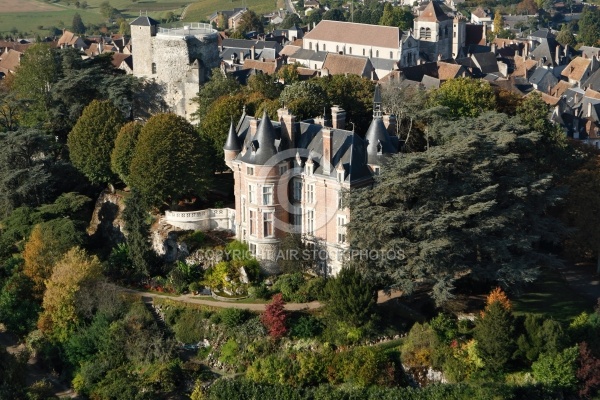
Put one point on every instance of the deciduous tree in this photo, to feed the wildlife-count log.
(274, 317)
(93, 138)
(465, 97)
(72, 279)
(124, 149)
(464, 208)
(170, 160)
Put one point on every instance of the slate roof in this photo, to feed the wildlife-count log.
(486, 62)
(576, 69)
(432, 13)
(268, 67)
(593, 81)
(338, 64)
(144, 21)
(538, 75)
(354, 33)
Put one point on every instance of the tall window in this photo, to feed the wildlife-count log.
(267, 195)
(297, 190)
(252, 222)
(310, 193)
(252, 194)
(310, 222)
(341, 228)
(243, 210)
(268, 224)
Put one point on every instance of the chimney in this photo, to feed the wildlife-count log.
(338, 117)
(326, 160)
(389, 121)
(253, 126)
(287, 121)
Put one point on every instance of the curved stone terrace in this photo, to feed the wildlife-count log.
(189, 29)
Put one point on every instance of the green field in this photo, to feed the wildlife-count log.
(27, 19)
(551, 296)
(200, 11)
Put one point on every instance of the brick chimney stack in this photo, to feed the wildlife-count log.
(338, 117)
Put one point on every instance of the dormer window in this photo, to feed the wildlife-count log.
(310, 168)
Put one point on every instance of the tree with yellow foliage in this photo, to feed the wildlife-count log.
(72, 280)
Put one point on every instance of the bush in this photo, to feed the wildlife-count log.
(306, 327)
(289, 285)
(189, 327)
(233, 317)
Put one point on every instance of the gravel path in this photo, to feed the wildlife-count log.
(191, 299)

═══

### [Stated goal]
Rewrite all the records above, requests included, and add 31 to each number in the point coordinates. Leave out the pictures.

### [Response]
Put one point on every instance of the deciduous tree in this photo, to feed the wildlife-count log.
(305, 348)
(124, 169)
(496, 128)
(103, 310)
(155, 180)
(495, 239)
(201, 191)
Put one point on every instance of the slate roof in this photo, to feed the wildlife-count log.
(517, 93)
(607, 100)
(463, 44)
(299, 98)
(624, 112)
(369, 95)
(175, 52)
(569, 106)
(385, 64)
Put one point on every instance of the tall window in this photo, to feed the wildlife-count log.
(298, 226)
(328, 221)
(283, 253)
(341, 224)
(283, 225)
(341, 253)
(372, 259)
(274, 241)
(299, 255)
Put one point on every instance of the chimney in this photo, to feed the wildlife-count log.
(369, 148)
(357, 191)
(420, 152)
(284, 157)
(318, 152)
Put one point on every instance of the curved stone terrace in this photo, to feed the wildlife-count log.
(220, 60)
Put one point on every instance of the green field in this photo, to feed the wildlife-count log.
(58, 50)
(582, 327)
(231, 42)
Put one point on every instance of the brick chimney stack in this photo, to feed the wildlife-count log.
(369, 148)
Put one point on every instance of the dormer window in this photo, to feed the wildlife-count log.
(341, 199)
Put one point on every instance of the tree with yellow foliage in this photo, to feed the wildlife-count log.
(103, 311)
Put one point on every instance of the bush in this photo, to feed the wildlife-count log.
(337, 358)
(320, 316)
(220, 358)
(264, 348)
Put one point on every instance of the gravel path in this photo, to feed the wildlife-count log.
(222, 330)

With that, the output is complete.